SET TASK:
Reproduce, without changes, the lines from the line containing "of the eyebrow;" through the line containing "[(436, 288)]", including both of those lines.

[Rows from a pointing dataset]
----------------

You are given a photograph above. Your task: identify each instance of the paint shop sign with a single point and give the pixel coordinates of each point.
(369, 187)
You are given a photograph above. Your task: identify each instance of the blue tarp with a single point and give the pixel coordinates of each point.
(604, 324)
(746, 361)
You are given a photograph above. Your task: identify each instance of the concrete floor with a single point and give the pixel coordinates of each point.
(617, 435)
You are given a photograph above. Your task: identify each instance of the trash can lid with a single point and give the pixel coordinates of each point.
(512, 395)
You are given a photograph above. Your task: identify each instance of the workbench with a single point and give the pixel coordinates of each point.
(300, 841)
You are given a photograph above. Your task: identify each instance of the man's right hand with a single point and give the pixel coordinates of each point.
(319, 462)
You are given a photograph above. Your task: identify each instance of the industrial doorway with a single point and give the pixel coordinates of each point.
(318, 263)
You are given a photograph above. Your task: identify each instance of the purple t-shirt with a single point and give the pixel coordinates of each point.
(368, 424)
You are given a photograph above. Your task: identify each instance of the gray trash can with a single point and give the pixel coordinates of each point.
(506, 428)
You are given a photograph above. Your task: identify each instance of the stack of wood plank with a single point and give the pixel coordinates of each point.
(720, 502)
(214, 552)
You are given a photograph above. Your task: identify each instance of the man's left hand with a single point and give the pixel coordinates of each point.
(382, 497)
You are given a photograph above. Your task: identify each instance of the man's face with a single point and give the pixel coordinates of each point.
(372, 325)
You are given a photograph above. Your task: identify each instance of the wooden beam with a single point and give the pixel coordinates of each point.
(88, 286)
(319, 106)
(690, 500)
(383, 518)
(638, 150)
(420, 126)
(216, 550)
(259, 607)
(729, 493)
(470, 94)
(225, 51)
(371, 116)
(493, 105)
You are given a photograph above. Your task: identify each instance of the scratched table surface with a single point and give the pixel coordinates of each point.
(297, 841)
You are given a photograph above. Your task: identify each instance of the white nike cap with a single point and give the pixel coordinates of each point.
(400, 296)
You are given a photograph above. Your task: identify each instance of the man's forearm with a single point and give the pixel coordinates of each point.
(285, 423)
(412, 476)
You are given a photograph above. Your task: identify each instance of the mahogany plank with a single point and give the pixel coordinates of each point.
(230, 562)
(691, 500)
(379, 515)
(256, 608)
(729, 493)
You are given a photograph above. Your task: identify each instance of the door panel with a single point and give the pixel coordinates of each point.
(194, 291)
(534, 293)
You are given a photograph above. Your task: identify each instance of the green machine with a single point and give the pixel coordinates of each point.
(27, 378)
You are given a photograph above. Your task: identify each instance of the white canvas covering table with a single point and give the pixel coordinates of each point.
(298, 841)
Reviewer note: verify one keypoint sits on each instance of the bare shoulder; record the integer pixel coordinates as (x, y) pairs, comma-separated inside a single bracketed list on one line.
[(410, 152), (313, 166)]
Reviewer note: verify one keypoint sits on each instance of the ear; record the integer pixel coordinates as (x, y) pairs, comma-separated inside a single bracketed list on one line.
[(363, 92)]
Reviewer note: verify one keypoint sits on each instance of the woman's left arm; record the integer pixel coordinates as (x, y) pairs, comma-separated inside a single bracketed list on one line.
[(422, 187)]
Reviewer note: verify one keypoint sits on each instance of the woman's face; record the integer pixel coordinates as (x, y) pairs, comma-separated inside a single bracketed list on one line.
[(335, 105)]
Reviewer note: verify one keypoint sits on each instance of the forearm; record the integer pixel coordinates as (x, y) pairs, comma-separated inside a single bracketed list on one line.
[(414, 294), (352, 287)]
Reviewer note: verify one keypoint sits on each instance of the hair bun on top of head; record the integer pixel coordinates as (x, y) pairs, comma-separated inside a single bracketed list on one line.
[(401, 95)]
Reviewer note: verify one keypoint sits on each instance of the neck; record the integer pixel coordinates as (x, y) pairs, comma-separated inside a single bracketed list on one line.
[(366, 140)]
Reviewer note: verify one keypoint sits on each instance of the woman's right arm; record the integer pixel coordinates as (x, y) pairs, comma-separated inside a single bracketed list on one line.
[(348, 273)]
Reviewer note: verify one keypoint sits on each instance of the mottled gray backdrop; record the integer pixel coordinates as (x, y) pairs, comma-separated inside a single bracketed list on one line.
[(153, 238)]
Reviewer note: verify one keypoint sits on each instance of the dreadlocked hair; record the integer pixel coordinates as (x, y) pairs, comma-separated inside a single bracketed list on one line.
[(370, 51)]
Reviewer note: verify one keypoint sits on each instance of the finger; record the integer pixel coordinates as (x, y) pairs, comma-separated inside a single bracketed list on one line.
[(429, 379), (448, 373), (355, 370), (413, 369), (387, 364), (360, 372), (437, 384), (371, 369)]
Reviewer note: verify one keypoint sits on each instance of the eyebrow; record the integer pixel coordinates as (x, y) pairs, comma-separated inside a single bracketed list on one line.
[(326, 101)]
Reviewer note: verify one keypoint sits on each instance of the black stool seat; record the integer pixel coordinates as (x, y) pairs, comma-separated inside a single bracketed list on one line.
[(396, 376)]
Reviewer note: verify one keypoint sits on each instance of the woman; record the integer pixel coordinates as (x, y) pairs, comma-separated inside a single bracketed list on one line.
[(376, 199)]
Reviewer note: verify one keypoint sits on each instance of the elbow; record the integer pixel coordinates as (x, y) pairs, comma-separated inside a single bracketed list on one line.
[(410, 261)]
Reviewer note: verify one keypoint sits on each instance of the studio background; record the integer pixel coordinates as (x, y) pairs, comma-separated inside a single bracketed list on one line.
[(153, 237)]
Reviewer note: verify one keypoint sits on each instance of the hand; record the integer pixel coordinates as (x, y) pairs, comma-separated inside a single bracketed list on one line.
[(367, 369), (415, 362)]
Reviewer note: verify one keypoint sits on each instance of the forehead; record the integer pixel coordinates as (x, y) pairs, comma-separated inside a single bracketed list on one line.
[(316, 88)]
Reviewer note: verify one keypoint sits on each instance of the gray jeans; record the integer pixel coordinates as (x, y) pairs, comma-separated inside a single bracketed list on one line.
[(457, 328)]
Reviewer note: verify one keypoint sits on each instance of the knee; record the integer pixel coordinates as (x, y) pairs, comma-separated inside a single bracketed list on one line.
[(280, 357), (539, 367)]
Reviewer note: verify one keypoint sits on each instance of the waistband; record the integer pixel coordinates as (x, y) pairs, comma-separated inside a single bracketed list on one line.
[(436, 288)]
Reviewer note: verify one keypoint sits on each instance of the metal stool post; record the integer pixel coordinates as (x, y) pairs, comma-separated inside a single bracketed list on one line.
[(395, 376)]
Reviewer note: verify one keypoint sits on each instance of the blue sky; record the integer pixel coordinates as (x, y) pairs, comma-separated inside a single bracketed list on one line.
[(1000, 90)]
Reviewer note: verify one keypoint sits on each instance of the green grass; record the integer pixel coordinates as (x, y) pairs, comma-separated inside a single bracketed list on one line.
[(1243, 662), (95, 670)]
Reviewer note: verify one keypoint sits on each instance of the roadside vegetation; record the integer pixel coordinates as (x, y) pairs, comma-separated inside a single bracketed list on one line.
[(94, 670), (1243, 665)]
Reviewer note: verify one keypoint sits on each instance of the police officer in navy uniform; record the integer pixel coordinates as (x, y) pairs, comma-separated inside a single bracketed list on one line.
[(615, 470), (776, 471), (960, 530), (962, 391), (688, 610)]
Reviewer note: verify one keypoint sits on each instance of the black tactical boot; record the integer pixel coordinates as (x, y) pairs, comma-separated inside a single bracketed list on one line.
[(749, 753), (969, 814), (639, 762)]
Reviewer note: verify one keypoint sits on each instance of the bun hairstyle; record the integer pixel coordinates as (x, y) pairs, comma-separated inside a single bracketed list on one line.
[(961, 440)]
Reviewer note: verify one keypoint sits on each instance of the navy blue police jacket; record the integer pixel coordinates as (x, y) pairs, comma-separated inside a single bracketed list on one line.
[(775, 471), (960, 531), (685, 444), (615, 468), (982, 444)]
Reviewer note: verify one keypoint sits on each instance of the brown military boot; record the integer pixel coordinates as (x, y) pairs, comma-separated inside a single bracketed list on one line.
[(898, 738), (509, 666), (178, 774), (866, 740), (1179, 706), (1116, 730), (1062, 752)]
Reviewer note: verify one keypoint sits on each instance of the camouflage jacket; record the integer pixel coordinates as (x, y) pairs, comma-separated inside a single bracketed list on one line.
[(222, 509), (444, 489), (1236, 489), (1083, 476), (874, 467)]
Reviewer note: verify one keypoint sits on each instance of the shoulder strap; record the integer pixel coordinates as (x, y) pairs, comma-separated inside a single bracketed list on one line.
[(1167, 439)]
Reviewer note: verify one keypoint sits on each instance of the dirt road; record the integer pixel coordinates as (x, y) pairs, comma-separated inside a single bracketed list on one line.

----------------

SOLUTION:
Reviewer note: verify one keypoint sits on each instance of the eyebrow; record the integer pixel coordinates as (x, y) pairs, comma-separated inside a single bracketed list on one line.
[(326, 101)]
Reviewer note: verify one keypoint sits on each instance of the black stool seat; record the integer pixel coordinates as (x, y) pairs, comma-separated inside a single bracketed list on one line.
[(396, 376)]
Reviewer note: verify one keypoint sits on each instance of the woman; record the integer pixel coordinates as (x, y) pairs, comma-separated inside a single bracketed list on one line.
[(376, 199)]
Reviewer note: verify one keypoint sits on each instance of the elbow; record the integer pixel coordinates as (x, y) pairs, comma-separated inside a single bracketed list on one line.
[(410, 261)]
Reviewer note: verify one keypoint sits on each instance of the studio background; record the integer pixel coordinates as (x, y) pairs, comma-separated inside a single bracketed list on one line.
[(153, 237)]
Reviewer note: verify one keypoint sits on each instance of the hand; record the integer pixel coordinates as (x, y) pairs, comma-separated inside a single bracketed list on one line.
[(367, 369), (415, 362)]
Reviewer note: verify one keypoint sits on each instance of the forehead; record the integer pixel coordinates as (x, y) pairs, comma-separated inside a single bracketed list on one line.
[(316, 88)]
Reviewer note: verify one keypoint sits on each instance of the gray jeans; record the integer pixel coordinates as (x, y) pairs, comma-separated inside a single bracketed list on one line.
[(457, 328)]
Reviewer note: verify one keypoint sits on each instance of the knee; record the integer pixel coordinates as (x, y) pairs, comma-separated inside a single bracketed list on one line.
[(280, 357), (539, 367)]
Reviewer note: verify one keypoint sits on each instance of the waistband; record the integer pixel coordinates as (x, y) pairs, comma-separated inside a single bracketed list on one line.
[(436, 288)]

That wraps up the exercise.